---- PROVIDED PASSAGE
It is difficult to predict what can become a meme and what wont, and how long a meme will live before its cycle ends. Memes are generally unpredictable. Memes can evolve, they can grow, sometimes they can merge with other memes or they simply die out.
Memes have been used in advertizing as well. Large companies realized the golden opportunity to bank on internet fame, and surely enough videos for companies like “blend tech” and “old spice” started appearing online. The videos are designed to be entertaining and humorous, the necessary attributes for the ‘pass it on’ effect to occur.

Memes have recently been recognized among parts of Egyptian society. Many young Egyptians have intentionally and unintentionally created memes. An example of an Egyptian meme is “the man standing behind Omar Suleiman”. The man gained popularity as many humorously doctored images of him were released on Facebook and other social media. The man had his own song on youtube, and a facebook fan page within hours of his appearance on television.

Another Egyptian meme, which gained international recognition and became a YouTube viral video, was the panda cheese campaign. The videos were featured on YouTubes 2nd most viewed and subscribed comedians’ (RayWilliamJohnson) show.

The panda cheese commercials collectively have over 3 million views from all over the world. The panda from the commercials appeared on other Photoshop projects around the internet.


During the January 25th demonstrations, a member of the Egyptian Sarcasm Society Facebook group (more on that later) went to Tahrir Square holding a sign featuring a localized version of the “Y U NO” meme:


Other memes that have exploded in Egypt include, but are not limited to, Photoshopped parodies of Mubarak leading the Israel Palestine peace delegations. Gaddafi’s Zenga Zenga song parody and famous television actress Affaf Sawqui’s youtube video complaining about the lack of food during the revolution, while thousands of martyrs died on the streets. These seemingly different memes all mimic the infamous style of 4chan humor.

The man standing behind Omar Sulieman – Facebook

What is /b/?
--------
---- EXTRACTED ENTRIES
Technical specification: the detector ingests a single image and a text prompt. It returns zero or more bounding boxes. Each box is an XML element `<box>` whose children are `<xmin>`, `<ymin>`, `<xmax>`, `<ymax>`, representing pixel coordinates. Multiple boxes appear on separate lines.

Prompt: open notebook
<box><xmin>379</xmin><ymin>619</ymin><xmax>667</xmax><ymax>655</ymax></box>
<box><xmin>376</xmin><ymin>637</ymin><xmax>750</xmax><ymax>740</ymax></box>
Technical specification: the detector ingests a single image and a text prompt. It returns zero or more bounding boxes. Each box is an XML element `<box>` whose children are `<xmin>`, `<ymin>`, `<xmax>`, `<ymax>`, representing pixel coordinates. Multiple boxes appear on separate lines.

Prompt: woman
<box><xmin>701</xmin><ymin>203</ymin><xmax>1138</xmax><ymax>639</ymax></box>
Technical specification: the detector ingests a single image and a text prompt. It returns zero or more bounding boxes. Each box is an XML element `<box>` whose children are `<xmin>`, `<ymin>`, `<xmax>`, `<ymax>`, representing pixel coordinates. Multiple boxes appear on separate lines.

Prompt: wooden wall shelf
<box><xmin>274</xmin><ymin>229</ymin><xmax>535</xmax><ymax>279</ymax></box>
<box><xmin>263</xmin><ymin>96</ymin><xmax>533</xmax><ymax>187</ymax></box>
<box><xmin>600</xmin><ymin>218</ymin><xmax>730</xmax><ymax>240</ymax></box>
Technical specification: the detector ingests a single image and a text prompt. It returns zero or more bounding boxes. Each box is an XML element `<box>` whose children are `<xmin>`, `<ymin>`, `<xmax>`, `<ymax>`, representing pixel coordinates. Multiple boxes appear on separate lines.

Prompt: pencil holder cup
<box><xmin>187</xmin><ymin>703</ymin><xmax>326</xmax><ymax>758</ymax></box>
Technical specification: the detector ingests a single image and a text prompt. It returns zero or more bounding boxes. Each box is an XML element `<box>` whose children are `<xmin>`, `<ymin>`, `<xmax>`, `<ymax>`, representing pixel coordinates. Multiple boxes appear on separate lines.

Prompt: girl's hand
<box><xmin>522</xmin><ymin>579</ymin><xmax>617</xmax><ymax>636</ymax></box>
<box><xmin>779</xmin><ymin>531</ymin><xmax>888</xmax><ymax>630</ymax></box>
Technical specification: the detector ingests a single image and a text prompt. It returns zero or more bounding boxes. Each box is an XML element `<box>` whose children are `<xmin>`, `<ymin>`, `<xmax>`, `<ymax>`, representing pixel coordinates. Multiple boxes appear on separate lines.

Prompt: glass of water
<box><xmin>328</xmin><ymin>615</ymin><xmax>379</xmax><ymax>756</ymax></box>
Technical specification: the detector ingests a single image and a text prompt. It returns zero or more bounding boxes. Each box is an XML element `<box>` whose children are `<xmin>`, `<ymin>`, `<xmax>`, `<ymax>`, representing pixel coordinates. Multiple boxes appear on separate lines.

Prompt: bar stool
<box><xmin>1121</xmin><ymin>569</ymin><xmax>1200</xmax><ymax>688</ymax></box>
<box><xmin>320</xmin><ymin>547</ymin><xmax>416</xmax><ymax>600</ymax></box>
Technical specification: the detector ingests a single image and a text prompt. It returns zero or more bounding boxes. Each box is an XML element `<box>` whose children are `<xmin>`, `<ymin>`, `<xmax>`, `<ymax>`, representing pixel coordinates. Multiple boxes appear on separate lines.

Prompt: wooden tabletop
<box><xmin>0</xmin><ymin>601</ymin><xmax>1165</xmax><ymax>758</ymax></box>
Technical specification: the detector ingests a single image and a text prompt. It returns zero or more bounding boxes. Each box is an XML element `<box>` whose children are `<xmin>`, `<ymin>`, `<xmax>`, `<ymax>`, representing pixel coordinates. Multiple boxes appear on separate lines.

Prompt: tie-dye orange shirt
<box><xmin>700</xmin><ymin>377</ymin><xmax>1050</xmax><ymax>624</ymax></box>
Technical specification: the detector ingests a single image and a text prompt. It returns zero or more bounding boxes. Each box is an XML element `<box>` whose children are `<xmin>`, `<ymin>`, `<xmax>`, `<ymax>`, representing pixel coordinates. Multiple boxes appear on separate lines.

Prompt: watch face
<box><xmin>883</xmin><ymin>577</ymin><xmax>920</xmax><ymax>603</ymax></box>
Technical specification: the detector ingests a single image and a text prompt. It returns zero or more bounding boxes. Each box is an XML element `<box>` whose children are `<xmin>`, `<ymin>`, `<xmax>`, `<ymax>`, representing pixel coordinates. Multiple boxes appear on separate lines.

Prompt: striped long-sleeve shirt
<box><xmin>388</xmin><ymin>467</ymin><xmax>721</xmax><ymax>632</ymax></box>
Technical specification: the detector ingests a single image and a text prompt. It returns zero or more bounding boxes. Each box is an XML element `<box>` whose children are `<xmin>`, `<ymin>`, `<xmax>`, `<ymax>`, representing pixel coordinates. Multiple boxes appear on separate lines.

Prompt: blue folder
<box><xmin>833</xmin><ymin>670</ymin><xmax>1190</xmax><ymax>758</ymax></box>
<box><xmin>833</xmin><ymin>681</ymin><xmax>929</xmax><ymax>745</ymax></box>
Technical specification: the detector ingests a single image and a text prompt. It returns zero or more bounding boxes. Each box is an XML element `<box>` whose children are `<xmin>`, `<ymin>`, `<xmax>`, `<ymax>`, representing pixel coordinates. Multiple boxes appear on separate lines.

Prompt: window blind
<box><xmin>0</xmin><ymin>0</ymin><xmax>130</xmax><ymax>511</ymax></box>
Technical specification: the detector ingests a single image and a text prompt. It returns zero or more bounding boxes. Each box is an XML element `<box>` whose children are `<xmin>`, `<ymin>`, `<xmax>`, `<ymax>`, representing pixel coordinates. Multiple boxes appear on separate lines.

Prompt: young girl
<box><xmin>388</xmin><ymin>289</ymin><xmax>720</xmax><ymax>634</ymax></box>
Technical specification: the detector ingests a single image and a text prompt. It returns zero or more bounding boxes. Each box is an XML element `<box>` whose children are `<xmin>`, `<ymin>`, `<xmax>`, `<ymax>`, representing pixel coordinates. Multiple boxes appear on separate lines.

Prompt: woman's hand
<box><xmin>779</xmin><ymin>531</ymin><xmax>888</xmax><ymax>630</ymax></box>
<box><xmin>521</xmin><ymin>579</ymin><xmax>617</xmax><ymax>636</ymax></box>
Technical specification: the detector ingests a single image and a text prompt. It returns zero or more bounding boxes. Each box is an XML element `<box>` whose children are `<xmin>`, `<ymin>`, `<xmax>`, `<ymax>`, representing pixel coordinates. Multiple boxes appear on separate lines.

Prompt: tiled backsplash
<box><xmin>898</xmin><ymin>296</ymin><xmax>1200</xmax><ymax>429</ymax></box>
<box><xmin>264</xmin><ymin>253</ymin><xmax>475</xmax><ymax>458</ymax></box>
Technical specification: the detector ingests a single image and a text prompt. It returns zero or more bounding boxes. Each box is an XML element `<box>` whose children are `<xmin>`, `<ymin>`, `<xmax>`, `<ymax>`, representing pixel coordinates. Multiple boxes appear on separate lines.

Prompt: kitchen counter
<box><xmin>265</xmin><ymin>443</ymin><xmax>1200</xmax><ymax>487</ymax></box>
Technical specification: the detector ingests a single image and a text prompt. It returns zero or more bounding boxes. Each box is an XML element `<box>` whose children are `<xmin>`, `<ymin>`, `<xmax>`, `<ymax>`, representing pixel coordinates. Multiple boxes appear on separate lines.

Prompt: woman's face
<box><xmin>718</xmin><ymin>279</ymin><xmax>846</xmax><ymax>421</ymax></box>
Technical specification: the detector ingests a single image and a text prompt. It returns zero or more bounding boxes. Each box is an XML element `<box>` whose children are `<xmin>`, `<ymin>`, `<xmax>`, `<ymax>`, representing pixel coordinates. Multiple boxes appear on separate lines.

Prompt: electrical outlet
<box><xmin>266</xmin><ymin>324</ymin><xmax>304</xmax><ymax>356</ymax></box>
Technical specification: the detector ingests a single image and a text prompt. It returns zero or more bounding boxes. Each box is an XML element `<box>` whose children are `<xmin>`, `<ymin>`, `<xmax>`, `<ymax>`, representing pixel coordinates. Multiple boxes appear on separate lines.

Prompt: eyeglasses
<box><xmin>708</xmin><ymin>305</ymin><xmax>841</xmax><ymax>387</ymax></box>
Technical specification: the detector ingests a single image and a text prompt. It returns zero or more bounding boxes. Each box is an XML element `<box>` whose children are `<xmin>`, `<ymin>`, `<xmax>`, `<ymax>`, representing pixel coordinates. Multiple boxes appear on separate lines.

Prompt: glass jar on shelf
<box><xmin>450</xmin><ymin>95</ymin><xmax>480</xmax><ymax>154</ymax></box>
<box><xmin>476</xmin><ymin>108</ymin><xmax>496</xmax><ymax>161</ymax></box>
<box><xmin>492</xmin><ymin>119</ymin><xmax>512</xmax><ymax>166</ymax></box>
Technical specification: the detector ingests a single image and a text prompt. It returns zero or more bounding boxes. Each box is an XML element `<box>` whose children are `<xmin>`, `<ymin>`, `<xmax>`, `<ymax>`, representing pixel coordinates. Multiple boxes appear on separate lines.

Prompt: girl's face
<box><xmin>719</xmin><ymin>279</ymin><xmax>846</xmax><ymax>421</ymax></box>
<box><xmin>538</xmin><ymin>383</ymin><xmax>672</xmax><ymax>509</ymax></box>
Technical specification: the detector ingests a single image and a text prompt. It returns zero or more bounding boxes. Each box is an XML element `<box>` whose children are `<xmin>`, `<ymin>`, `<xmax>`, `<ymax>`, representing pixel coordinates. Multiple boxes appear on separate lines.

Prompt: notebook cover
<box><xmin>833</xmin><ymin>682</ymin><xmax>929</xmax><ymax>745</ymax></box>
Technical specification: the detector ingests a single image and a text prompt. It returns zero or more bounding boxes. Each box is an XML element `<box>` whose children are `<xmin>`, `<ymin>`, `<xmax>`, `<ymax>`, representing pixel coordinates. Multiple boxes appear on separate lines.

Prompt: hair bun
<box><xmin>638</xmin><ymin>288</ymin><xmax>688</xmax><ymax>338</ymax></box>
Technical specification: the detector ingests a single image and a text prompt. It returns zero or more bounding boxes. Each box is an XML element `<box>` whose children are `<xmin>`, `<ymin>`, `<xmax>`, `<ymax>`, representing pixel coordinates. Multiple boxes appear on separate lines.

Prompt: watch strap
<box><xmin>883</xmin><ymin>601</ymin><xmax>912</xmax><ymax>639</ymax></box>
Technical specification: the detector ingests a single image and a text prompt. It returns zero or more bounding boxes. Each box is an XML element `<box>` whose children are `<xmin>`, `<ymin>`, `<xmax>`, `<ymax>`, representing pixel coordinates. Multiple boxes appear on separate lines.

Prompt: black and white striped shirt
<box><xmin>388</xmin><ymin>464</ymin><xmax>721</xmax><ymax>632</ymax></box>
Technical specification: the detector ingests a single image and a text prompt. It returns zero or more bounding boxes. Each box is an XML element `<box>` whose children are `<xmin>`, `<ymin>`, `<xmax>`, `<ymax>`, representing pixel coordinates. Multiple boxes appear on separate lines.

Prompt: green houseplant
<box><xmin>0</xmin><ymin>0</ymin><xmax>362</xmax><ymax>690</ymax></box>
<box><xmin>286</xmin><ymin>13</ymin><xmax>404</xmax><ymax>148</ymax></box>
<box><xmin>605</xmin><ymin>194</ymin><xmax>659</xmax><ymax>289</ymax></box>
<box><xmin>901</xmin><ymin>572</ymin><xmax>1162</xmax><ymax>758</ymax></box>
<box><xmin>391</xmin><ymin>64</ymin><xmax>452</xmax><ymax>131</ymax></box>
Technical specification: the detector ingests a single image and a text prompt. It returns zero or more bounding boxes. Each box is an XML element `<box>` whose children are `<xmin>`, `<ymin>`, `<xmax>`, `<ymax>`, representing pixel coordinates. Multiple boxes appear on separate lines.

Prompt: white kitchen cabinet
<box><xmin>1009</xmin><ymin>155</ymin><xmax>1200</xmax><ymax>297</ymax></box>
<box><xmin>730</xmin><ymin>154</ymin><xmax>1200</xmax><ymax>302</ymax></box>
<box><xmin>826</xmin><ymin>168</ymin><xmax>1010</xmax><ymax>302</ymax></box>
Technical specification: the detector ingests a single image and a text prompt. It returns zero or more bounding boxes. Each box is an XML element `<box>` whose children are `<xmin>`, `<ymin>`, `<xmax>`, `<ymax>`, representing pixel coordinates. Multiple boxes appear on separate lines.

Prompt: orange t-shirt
--------
*THE TASK*:
Decide whether each statement below agrees with the passage on memes and Egypt. Answer yes or no for each, quoting the words of the passage that decide it.
1. The panda cheese commercials together drew more than 3 million views.
2. The man standing behind Omar Suleiman had a Facebook fan page within days of appearing on television.
3. Memes are, as a rule, predictable.

*EXPECTED ANSWER*:
1. Yes: "The panda cheese commercials collectively have over 3 million views from all over the world."
2. No: "a facebook fan page within hours of his appearance on television."
3. No: "Memes are generally unpredictable."